Please set out the records below as a numbered list, one line per item, with blank lines and pictures left out.

★ ★ ★ ★ ★

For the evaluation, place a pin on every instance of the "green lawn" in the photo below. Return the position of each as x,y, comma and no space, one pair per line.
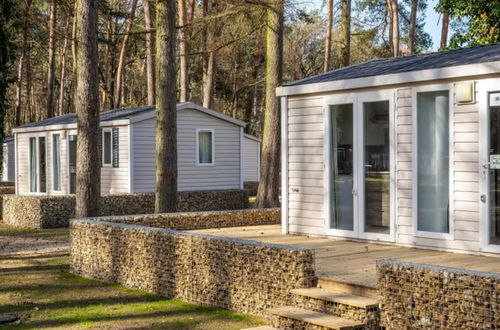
45,295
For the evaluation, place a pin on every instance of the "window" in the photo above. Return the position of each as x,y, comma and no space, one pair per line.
205,142
433,161
107,147
38,166
33,167
56,161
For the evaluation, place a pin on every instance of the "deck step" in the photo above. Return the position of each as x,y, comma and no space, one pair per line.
337,297
315,318
357,289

★ ★ ★ ★ ★

• **RIGHT ANSWER**:
1. For the evaluation, place a pin on every instance of the "green lawn" in the photo below. Return the position of each as x,y, comma and no space, one pair per line.
2. 45,295
3. For the evaluation, place a pin on every instance of the "window" in the photo above. Return the position of each as x,y, comma and no space, one pair per line.
4. 205,142
5. 433,161
6. 107,147
7. 38,166
8. 33,167
9. 56,161
10. For the evaluation, place a pin on every instance of the "deck step" in the photo above. Return the position of each as x,y, comma and no space, one pair per line.
11. 337,297
12. 315,318
13. 357,289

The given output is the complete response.